Aim
Write out the whole post on PHP zip downloads and output compression, word for word.

I am trying to allow our users to be able to download a zip file using a php force download. I was having trouble getting the download to finish and it turned out the zip file was getting gzipped and sent to the browser, then the content-length header would stop the download before it was finished (because gzipping a zip file makes the file larger) so I added this to my code:
if(ini_get('zlib.output_compression')) {
ini_set('zlib.output_compression', 'Off');
}
After adding this the downloaded zips were able to be opened but the Content-Length header was no longer being sent. I checked the headers that were sent using firebug and the downloads no longer had a progress bar. I'm not certain if the downloads are working because they are no longer being gzipped or because the content-length header is no longer being sent (and the larger gzip file is being downloaded fully). I'm also wondering why adding those three lines would cause the content-length header to disappear?

Records of labeled points:
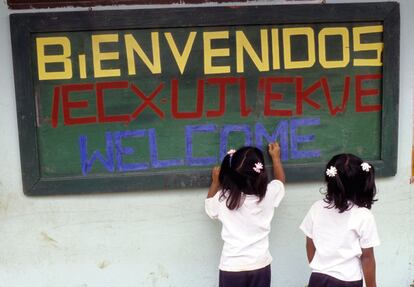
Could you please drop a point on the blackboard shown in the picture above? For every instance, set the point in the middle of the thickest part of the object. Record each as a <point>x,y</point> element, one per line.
<point>111,101</point>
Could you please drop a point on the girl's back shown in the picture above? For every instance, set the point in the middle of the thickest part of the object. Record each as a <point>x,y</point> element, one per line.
<point>338,238</point>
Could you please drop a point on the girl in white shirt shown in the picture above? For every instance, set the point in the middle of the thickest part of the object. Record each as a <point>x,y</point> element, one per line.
<point>245,207</point>
<point>340,230</point>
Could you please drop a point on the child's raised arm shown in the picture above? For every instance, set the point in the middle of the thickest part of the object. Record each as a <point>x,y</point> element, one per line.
<point>368,266</point>
<point>274,152</point>
<point>215,183</point>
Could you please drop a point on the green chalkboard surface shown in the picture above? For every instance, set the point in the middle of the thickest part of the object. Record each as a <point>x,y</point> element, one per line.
<point>114,101</point>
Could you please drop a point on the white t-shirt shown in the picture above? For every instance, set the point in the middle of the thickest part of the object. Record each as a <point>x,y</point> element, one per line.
<point>338,238</point>
<point>246,230</point>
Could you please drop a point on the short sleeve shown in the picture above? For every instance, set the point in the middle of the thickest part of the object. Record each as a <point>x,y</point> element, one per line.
<point>277,188</point>
<point>211,206</point>
<point>307,224</point>
<point>368,231</point>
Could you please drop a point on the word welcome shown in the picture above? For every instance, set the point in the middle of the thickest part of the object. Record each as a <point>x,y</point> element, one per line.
<point>267,86</point>
<point>114,157</point>
<point>144,51</point>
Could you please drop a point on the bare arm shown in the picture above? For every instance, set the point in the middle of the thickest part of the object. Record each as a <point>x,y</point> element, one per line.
<point>368,266</point>
<point>215,183</point>
<point>278,172</point>
<point>310,249</point>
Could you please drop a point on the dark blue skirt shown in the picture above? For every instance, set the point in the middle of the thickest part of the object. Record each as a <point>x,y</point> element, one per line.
<point>253,278</point>
<point>323,280</point>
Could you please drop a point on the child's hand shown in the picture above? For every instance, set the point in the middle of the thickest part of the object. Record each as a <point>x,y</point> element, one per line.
<point>215,175</point>
<point>215,182</point>
<point>274,150</point>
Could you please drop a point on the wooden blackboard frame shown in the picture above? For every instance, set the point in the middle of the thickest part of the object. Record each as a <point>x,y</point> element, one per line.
<point>23,25</point>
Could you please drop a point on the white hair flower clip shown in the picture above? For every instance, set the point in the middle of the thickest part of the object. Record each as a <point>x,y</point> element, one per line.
<point>365,166</point>
<point>258,166</point>
<point>231,152</point>
<point>332,171</point>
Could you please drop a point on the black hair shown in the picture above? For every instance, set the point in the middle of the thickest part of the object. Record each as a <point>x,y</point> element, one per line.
<point>351,184</point>
<point>238,178</point>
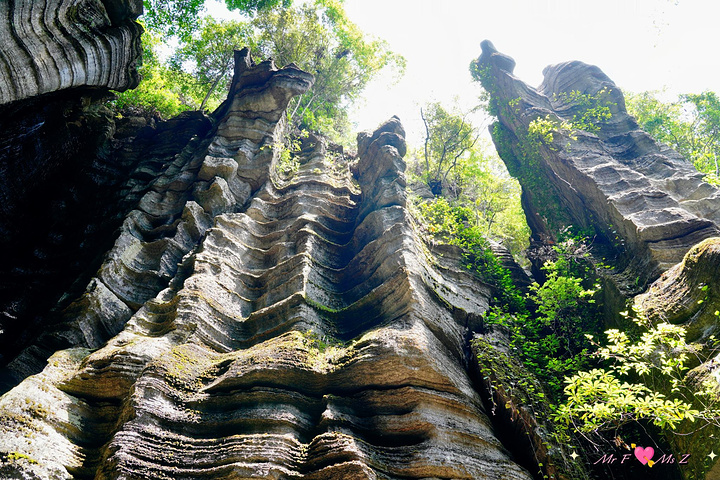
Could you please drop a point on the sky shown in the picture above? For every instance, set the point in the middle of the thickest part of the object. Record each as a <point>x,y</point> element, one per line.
<point>640,44</point>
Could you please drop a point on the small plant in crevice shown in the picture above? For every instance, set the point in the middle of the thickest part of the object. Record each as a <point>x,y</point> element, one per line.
<point>451,225</point>
<point>287,149</point>
<point>551,340</point>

The response
I am trying to allow our users to be able to download a zip file using a php force download. I was having trouble getting the download to finish and it turned out the zip file was getting gzipped and sent to the browser, then the content-length header would stop the download before it was finished (because gzipping a zip file makes the file larger) so I added this to my code:
if(ini_get('zlib.output_compression')) {
ini_set('zlib.output_compression', 'Off');
}
After adding this the downloaded zips were able to be opened but the Content-Length header was no longer being sent. I checked the headers that were sent using firebug and the downloads no longer had a progress bar. I'm not certain if the downloads are working because they are no longer being gzipped or because the content-length header is no longer being sent (and the larger gzip file is being downloaded fully). I'm also wondering why adding those three lines would cause the content-length header to disappear?